▶ _Texto extraído_
Quedan los restaurantes vacíos, los cocineros ociosos fumando un pitillo sentados en la acera, tomando el fresco. Y los músicos que hoy están y mañana no, que hoy cantan con camisa blanca en la Plaza y mañana con camiseta en un bar; que recuerdan los tiempos en que ganaban dinero, dinero que ya no tienen, pues cada día más “esto no es fácil”.

Y queda la lluvia mansa de invierno, los cielos oscuros de las tormentas, los atardeceres hermosos, las familias compartidas y rotas, como los autos, como las calles, como el asfalto, como los palacios, como las parejas, como todo en esta isla.
Por esta vez, el aire limpio y los cielos nublados han permitido fotografiar la ciudad. Por esta vez, y quién sabe hasta cuándo, cada atardecer ha muerto en gris.

HABANA 2003

Tengo un montón de personajes, pegados a una foto hecha o deseada, que hablaron o se quedaron en una mirada, que están esperando, como todo en ese país, una historia, un desenlace.

▶ _Tareas del ejercicio_
1. Según el texto, ¿qué han permitido el aire limpio y los cielos nublados?
2. Transcribe el texto desde "Quedan los restaurantes" hasta "en esta isla.".
3. Resume el texto en dos oraciones.

▶ _Extractos de datos_
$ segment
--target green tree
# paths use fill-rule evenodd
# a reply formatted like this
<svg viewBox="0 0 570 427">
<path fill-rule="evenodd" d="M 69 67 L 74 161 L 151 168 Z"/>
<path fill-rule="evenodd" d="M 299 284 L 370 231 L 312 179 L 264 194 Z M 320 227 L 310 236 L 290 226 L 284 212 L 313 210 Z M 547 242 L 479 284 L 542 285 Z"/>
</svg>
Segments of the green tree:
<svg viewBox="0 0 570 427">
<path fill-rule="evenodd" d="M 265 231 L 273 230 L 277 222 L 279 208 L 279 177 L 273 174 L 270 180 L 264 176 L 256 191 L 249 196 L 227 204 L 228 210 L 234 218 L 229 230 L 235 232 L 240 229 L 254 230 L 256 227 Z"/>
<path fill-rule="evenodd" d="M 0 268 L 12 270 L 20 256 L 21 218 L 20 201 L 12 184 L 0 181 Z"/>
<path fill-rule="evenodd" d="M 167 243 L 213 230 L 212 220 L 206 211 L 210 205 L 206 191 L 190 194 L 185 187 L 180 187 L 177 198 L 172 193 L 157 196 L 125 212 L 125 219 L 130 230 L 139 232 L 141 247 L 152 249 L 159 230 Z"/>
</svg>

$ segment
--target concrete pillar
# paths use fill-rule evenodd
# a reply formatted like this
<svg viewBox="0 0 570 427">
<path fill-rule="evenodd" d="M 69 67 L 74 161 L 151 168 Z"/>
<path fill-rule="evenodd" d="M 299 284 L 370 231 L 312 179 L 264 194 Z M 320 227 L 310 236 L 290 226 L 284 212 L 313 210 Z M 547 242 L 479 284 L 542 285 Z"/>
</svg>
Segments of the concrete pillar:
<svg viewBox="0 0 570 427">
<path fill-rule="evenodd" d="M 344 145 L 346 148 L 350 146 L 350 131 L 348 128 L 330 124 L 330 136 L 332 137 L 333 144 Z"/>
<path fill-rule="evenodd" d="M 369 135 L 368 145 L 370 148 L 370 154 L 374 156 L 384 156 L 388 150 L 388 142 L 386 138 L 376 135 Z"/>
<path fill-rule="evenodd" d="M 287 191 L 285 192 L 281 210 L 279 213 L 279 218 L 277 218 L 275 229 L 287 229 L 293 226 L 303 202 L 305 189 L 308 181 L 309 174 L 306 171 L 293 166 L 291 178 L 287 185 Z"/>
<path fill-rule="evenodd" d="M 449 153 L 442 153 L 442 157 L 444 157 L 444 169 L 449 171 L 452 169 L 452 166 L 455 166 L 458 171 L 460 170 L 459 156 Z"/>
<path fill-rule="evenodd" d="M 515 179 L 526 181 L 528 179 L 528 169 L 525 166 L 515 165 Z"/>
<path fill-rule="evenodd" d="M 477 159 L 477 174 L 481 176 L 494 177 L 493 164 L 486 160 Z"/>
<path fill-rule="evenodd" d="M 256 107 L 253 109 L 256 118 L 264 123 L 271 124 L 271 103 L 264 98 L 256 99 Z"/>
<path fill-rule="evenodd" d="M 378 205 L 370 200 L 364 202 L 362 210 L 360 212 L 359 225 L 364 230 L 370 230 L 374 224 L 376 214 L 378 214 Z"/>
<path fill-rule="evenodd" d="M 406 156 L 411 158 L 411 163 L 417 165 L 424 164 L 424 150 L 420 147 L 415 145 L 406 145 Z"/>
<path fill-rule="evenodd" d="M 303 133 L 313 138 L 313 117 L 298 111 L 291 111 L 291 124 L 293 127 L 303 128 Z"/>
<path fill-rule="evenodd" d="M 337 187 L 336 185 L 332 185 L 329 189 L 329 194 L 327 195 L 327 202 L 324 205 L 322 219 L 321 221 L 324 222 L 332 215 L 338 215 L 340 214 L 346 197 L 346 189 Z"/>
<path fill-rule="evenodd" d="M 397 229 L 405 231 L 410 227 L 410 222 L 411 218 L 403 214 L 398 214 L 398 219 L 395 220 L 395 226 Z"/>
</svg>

▶ _Resultados_
1. Han permitido fotografiar la ciudad.

2.
Quedan los restaurantes vacíos, los cocineros ociosos fumando un pitillo sentados en la acera, tomando el fresco. Y los músicos que hoy están y mañana no, que hoy cantan con camisa blanca en la Plaza y mañana con camiseta en un bar; que recuerdan los tiempos en que ganaban dinero, dinero que ya no tienen, pues cada día más “esto no es fácil”.

Y queda la lluvia mansa de invierno, los cielos oscuros de las tormentas, los atardeceres hermosos, las familias compartidas y rotas, como los autos, como las calles, como el asfalto, como los palacios, como las parejas, como todo en esta isla.

3. El texto describe restaurantes vacíos, cocineros ociosos y músicos que recuerdan los tiempos en que ganaban dinero, junto a la lluvia mansa de invierno, los cielos de tormenta y las familias rotas, como todo en la isla. También señala que el aire limpio y los cielos nublados han permitido fotografiar la ciudad, y habla de personajes pegados a una foto que esperan una historia, un desenlace.